#### Problem description:
Copy out all of the records. Keep every word exact.
### Dataset records ###
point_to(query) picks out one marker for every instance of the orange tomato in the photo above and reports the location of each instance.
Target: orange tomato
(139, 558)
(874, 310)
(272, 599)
###
#### Response to the task:
point_to(query) picks out one marker for every instance of the orange tomato in the photo above and reports the location of each instance.
Target: orange tomato
(139, 558)
(874, 310)
(272, 599)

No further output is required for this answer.